_PROVIDED ENTRIES_:

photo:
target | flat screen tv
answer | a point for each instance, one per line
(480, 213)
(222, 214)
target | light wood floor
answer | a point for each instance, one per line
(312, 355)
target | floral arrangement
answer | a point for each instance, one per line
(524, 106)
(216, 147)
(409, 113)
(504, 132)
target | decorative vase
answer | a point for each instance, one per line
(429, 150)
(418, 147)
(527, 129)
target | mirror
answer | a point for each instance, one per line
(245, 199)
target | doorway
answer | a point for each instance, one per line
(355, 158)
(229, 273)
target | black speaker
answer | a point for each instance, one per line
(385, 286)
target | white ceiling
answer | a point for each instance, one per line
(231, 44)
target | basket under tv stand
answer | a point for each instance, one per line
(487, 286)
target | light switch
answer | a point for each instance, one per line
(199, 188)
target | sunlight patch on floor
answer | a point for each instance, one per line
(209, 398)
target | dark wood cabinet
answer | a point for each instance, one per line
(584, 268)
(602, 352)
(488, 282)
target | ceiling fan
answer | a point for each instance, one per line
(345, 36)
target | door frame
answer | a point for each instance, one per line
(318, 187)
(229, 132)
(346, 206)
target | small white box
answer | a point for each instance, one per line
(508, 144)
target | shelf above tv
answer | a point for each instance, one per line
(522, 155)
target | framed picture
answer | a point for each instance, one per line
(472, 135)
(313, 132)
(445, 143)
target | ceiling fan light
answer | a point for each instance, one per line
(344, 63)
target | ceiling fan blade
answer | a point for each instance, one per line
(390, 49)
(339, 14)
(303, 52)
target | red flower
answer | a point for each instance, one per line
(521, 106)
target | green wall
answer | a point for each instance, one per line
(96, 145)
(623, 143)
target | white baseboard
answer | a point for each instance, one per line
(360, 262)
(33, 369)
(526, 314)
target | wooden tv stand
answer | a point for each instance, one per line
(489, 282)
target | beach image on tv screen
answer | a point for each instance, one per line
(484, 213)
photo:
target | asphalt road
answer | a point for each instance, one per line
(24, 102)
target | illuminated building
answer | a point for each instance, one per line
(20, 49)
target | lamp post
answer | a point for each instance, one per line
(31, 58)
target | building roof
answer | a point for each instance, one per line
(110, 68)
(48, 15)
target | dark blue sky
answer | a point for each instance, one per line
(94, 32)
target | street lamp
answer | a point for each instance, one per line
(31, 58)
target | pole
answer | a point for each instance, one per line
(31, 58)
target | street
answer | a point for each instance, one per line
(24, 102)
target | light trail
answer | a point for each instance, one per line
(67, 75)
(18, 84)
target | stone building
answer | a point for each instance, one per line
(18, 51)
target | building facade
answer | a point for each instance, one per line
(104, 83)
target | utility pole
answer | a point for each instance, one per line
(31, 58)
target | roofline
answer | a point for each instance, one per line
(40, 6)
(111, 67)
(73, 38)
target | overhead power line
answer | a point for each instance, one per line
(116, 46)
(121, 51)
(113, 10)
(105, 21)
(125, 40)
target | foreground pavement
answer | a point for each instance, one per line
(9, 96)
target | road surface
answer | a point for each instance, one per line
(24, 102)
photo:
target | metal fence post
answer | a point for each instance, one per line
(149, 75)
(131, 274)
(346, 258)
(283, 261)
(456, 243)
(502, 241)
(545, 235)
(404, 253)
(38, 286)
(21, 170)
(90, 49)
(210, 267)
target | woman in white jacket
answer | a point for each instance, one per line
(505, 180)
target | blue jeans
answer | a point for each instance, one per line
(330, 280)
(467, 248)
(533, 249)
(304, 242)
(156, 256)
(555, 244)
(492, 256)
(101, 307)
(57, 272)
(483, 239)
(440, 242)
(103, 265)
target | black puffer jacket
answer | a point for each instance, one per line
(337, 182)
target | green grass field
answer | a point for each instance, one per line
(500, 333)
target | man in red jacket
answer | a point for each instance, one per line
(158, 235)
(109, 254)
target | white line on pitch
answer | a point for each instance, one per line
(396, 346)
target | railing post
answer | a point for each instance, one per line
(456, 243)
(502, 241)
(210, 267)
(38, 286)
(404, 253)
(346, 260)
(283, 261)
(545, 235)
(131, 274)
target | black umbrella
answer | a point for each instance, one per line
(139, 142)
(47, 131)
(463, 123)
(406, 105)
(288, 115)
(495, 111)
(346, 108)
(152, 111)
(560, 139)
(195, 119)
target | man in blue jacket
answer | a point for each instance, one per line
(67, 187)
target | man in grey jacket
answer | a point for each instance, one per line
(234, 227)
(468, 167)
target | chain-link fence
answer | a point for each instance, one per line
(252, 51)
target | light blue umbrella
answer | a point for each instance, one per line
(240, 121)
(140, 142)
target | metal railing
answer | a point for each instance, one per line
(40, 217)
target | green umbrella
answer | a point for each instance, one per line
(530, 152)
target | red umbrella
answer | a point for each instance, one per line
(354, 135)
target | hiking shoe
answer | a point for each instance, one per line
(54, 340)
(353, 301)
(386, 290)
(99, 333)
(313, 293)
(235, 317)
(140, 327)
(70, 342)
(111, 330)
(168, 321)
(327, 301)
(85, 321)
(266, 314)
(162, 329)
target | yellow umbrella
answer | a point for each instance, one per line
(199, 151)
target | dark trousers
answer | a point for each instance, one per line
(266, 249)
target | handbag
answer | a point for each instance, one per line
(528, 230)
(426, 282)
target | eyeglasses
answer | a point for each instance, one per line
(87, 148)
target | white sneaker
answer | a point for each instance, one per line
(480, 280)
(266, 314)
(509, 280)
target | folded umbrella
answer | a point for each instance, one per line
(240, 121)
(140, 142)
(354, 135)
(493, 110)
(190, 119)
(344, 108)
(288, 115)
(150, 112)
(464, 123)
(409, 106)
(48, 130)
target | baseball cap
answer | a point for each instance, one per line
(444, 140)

* * *

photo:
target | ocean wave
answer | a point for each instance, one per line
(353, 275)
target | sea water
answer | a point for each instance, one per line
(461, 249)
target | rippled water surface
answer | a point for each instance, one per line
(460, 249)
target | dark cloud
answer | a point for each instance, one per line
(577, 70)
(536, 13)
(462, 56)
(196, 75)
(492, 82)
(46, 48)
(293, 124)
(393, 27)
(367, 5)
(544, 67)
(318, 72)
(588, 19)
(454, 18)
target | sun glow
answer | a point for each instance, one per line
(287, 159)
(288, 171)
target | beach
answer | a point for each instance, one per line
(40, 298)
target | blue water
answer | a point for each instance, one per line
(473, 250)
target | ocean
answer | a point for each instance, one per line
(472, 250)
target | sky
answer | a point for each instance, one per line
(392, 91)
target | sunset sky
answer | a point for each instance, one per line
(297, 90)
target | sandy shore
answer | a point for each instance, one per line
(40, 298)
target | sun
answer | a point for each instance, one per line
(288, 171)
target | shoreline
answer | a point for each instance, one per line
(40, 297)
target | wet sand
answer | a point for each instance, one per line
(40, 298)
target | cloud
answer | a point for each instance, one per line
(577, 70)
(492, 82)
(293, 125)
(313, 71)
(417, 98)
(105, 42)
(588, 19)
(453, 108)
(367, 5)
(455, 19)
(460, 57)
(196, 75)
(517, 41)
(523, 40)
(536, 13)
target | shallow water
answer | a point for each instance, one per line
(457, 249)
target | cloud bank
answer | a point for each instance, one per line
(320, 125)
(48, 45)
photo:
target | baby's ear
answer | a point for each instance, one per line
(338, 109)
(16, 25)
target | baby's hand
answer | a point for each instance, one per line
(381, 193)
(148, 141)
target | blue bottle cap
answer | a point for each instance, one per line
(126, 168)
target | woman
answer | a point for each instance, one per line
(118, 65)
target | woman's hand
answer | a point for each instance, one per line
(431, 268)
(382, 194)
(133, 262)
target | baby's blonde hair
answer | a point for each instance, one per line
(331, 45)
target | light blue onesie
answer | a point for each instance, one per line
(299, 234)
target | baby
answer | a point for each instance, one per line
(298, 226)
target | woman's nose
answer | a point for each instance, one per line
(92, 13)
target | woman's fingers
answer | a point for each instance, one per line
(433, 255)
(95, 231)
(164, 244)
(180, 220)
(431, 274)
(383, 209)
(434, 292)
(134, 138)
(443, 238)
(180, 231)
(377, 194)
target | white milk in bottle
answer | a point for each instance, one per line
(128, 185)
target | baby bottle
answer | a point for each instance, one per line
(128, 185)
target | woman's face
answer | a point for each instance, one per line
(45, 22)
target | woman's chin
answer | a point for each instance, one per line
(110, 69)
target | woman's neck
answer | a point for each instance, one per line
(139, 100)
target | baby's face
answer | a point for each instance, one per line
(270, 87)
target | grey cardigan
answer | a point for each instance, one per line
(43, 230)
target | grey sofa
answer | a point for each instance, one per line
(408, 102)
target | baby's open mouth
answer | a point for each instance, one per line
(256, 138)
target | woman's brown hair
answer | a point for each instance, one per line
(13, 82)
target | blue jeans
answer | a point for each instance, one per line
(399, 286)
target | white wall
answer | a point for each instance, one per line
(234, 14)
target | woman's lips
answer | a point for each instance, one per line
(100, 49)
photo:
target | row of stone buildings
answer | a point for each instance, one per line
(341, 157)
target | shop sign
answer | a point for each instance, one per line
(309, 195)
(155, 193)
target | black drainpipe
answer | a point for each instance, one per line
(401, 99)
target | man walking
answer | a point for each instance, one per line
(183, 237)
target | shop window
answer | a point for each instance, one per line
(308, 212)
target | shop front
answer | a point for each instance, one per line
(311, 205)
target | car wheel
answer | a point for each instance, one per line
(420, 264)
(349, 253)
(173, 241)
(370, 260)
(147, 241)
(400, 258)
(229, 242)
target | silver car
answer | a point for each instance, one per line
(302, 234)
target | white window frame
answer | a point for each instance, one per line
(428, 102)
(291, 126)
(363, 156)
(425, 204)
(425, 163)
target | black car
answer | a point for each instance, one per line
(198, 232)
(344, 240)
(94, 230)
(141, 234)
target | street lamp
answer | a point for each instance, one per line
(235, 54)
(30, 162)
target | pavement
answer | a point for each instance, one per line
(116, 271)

_EXERCISE_: Find each line in the material above that contains the word "post" and copy those lines.

_ANSWER TO THE EXERCISE_:
target | lamp post
target | metal fence post
target | railing post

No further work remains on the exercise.